(Point-per-instance localization data)

══════════

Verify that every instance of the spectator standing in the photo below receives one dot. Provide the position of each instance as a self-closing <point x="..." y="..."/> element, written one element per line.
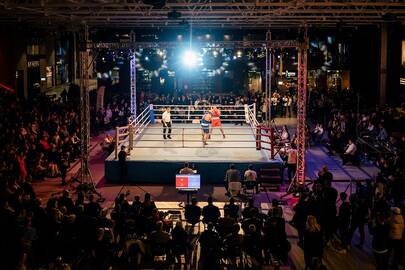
<point x="344" y="220"/>
<point x="380" y="230"/>
<point x="396" y="223"/>
<point x="122" y="161"/>
<point x="231" y="175"/>
<point x="313" y="242"/>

══════════

**INSTRUCTIONS TO FOLLOW:** For each entry, repeat its text exactly and leave out any picture it holds.

**SOLVED PROBLEM:**
Verify that every instance of the spectator standing in the photo below receives one dot. Provide the position of each instance as a self-closing <point x="..." y="..."/> element, written one element per line.
<point x="344" y="220"/>
<point x="380" y="230"/>
<point x="396" y="223"/>
<point x="122" y="161"/>
<point x="231" y="175"/>
<point x="313" y="242"/>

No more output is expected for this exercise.